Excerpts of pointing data

========================

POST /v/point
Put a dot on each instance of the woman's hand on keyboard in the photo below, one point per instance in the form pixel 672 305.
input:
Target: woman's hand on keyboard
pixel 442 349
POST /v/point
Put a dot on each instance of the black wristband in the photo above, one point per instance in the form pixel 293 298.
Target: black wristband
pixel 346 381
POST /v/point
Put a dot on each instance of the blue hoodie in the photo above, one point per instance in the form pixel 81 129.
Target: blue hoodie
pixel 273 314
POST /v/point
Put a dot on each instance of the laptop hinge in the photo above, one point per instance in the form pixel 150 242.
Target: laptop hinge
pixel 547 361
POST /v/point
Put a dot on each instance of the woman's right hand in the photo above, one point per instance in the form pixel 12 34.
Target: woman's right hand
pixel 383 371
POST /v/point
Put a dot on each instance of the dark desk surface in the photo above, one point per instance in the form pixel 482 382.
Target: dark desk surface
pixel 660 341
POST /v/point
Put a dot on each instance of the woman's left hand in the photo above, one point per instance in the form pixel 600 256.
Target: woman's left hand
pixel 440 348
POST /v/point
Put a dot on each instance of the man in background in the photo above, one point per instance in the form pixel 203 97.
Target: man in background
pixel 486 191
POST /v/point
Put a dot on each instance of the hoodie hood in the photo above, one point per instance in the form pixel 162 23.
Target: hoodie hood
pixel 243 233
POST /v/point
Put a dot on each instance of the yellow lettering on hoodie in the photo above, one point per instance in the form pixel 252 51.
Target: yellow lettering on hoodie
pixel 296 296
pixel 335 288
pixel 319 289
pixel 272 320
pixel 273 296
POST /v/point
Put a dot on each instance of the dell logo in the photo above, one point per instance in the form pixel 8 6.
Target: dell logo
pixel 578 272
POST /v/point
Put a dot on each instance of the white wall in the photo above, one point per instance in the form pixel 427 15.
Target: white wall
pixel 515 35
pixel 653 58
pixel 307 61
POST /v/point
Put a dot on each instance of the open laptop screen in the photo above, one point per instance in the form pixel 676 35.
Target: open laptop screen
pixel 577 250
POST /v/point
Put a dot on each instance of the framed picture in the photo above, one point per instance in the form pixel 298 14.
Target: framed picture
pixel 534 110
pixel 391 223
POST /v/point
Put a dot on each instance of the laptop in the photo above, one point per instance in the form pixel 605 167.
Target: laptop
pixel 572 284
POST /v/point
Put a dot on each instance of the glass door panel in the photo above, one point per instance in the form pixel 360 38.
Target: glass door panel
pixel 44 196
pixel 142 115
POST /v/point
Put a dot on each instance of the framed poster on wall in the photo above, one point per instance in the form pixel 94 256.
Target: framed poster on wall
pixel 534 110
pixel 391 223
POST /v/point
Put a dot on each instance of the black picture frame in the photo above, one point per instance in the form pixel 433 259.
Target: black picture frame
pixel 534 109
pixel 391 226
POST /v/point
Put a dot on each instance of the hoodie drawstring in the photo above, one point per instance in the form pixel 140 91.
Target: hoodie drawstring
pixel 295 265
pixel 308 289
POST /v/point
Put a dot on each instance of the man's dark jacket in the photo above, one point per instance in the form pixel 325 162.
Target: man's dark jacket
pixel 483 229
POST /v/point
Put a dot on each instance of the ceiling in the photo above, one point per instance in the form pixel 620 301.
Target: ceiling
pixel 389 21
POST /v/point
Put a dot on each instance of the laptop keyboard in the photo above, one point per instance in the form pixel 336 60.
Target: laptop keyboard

========================

The request: Reproduce the records from their start up to and including the line with "pixel 440 348", increasing both coordinates of every answer point by 75 and leaving all other lines, including the sample coordinates in the instructions, unchanged.

Correct answer:
POST /v/point
Put a dot on each instance of the woman's hand on keyboard in the photo below, one point per instance in the form pixel 672 305.
input:
Target: woman's hand on keyboard
pixel 517 424
POST /v/point
Put a dot on each instance of the black wristband in the photo above, one point per instance in the form pixel 293 298.
Target: black wristband
pixel 421 456
POST /v/point
Put a dot on each instance of the blue hoodie in the photo above, one point per instance in the form pixel 81 129.
Target: blue hoodie
pixel 348 389
POST /v/point
Put a dot on each instance of the laptop hinge in the photo above, one point per instance in the form pixel 150 242.
Target: laptop hinge
pixel 622 436
POST /v/point
Put a dot on each instance of the woman's right hand in the photo above, one point per instance in the form pixel 12 34.
Target: woman's right hand
pixel 458 446
POST /v/point
Put a dot on each instance of the dark desk surface in the photo above, one point per instance in the form pixel 482 382.
Target: dark desk surface
pixel 735 416
POST /v/point
Put a dot on each instance of the woman's left hand in the photo above, one point per instance in the form pixel 600 256.
Target: woman's left hand
pixel 515 423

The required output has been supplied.